- [WHAT YOU NEED TO DO]:
Among the entries below, take the line with "Target: yellow forklift" and the line with "like x=838 y=476.", and output them and every line between them exactly, with nothing else.

[Collected data entries]
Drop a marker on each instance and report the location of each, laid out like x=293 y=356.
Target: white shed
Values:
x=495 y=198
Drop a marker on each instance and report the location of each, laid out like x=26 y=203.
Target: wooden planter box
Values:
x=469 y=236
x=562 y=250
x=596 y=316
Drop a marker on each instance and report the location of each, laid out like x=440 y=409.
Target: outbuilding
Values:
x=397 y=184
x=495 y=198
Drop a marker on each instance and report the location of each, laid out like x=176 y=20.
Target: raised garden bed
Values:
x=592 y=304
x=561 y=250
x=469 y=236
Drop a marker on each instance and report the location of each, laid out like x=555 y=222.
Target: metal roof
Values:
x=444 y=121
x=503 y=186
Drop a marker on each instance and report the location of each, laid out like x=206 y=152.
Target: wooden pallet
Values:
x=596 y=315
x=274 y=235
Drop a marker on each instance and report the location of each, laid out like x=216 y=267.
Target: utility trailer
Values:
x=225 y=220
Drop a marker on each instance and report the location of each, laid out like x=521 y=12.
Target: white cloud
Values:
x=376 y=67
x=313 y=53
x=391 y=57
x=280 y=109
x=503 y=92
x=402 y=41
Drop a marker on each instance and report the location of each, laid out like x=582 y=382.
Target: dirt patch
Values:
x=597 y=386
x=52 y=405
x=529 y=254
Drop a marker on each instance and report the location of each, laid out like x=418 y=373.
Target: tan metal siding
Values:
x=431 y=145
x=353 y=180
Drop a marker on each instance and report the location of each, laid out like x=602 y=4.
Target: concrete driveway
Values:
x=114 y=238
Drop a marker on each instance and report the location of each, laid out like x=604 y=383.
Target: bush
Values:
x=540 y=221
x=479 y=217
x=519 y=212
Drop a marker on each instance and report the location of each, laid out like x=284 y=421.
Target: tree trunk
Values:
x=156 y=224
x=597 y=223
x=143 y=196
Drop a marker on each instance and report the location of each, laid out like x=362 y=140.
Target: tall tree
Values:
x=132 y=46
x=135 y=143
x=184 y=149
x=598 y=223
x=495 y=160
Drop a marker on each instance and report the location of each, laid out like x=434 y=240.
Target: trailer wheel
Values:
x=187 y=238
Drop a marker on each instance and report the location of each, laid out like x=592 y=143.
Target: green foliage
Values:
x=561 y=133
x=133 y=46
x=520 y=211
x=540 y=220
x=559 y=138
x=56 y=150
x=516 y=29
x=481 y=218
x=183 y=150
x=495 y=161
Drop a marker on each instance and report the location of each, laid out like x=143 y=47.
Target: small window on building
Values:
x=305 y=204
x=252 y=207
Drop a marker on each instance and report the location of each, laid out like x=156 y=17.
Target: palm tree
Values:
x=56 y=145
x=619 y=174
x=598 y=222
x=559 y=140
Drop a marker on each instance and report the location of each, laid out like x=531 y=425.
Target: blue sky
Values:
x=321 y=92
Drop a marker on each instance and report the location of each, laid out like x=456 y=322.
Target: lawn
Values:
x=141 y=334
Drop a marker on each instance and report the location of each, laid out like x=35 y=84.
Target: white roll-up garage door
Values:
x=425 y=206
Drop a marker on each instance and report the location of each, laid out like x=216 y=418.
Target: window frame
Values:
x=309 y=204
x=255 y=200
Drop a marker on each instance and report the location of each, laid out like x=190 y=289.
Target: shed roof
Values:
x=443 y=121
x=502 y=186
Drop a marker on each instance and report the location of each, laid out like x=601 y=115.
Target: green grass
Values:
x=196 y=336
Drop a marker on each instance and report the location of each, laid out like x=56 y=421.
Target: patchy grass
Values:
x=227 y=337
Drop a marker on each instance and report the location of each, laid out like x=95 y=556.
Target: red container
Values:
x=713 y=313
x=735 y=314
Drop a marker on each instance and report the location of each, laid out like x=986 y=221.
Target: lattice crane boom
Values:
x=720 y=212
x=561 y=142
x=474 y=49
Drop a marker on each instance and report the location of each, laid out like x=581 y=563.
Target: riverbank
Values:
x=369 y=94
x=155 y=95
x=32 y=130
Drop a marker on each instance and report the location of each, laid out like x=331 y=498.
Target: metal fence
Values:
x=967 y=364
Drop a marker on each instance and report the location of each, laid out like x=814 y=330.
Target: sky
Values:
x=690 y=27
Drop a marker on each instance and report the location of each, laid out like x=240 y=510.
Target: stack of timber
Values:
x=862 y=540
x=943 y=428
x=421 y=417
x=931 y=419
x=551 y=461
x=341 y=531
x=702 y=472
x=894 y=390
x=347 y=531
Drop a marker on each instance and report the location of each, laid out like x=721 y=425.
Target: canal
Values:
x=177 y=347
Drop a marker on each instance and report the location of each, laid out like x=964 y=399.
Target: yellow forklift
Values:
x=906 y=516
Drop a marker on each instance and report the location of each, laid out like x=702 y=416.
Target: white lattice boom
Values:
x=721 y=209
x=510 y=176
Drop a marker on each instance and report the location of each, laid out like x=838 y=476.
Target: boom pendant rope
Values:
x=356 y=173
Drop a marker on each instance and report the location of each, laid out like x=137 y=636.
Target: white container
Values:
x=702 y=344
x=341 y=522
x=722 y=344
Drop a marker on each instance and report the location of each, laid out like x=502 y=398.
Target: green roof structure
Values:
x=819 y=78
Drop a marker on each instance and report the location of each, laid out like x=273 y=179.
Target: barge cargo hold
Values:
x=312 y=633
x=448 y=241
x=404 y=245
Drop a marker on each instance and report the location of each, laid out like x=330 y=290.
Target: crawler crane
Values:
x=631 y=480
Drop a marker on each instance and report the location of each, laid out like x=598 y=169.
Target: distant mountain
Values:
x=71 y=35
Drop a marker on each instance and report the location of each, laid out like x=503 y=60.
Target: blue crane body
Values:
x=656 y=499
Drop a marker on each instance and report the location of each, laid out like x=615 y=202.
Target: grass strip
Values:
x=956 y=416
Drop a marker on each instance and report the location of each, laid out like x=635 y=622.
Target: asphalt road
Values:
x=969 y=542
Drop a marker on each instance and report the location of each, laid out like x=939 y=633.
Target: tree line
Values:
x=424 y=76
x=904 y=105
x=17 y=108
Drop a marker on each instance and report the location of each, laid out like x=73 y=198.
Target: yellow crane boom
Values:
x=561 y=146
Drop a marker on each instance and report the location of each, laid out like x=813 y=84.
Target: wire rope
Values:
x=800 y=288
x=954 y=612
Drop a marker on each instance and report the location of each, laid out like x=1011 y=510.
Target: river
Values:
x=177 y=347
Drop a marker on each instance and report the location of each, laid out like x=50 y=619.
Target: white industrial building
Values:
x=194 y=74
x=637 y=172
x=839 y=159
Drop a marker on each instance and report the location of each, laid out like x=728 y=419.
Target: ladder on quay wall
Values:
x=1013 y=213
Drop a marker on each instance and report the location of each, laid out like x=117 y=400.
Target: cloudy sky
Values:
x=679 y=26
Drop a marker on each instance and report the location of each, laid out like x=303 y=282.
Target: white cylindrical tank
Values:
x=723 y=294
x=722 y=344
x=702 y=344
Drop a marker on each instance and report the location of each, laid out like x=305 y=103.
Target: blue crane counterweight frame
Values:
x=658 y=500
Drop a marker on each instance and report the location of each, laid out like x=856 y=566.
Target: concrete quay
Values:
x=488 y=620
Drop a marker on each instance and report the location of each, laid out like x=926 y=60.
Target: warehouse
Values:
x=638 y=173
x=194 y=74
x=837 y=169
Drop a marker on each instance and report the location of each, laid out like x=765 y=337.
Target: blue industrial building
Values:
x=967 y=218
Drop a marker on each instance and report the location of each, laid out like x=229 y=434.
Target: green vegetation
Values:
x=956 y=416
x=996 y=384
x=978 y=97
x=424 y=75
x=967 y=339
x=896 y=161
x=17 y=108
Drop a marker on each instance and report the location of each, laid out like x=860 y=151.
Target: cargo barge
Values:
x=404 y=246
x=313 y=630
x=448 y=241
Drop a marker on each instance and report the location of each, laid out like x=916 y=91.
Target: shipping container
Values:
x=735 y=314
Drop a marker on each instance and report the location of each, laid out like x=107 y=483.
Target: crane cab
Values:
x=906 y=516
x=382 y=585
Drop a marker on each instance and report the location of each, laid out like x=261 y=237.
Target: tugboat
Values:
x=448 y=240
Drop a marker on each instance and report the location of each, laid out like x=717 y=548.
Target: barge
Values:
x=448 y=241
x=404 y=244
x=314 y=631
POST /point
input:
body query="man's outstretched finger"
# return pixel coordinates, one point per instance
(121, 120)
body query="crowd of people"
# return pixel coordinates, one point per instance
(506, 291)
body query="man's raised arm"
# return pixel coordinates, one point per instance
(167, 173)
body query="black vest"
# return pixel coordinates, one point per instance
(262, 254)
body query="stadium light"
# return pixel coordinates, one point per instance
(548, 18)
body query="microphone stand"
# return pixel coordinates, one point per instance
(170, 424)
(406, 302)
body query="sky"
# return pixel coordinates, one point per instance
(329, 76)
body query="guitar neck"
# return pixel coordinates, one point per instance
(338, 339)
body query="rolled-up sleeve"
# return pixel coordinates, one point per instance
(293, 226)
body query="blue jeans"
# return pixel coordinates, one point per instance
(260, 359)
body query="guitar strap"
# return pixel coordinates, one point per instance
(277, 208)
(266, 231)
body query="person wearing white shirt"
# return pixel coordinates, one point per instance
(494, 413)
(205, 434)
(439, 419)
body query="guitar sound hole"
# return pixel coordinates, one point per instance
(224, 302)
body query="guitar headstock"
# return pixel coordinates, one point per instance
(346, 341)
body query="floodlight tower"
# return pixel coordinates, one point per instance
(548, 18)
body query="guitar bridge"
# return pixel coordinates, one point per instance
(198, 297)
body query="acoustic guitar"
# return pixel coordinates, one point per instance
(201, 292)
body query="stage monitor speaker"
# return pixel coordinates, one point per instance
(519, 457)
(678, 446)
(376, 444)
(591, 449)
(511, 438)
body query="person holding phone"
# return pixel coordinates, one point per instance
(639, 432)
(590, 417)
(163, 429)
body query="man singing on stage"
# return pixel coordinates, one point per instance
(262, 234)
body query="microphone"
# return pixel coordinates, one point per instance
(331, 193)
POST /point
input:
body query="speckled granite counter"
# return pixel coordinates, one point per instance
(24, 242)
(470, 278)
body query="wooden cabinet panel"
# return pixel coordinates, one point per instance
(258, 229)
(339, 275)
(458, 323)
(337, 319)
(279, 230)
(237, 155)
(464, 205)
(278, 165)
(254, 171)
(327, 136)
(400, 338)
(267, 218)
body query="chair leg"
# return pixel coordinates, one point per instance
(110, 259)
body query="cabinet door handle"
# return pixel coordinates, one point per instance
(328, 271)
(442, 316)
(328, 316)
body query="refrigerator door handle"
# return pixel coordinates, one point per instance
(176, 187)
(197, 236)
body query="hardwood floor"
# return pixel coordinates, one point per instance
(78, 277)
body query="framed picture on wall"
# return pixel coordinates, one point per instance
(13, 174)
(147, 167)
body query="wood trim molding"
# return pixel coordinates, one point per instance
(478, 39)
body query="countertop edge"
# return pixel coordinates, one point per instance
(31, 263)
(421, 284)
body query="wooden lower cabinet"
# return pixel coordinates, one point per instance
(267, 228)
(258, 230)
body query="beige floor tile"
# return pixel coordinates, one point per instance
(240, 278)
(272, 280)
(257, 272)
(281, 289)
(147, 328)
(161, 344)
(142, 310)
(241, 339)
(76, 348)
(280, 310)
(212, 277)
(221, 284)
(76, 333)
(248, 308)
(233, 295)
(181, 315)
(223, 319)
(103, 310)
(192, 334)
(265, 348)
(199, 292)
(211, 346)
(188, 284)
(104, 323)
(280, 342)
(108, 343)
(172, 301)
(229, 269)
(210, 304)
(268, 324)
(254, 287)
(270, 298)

- [ANSWER SECTION]:
Target: yellow forklift
Values:
x=906 y=516
Drop a marker on each instance and report the location of each, laid out like x=702 y=416.
Target: white lattice boom
Values:
x=721 y=209
x=510 y=176
Drop a marker on each instance and report the location of each, laid out like x=838 y=476.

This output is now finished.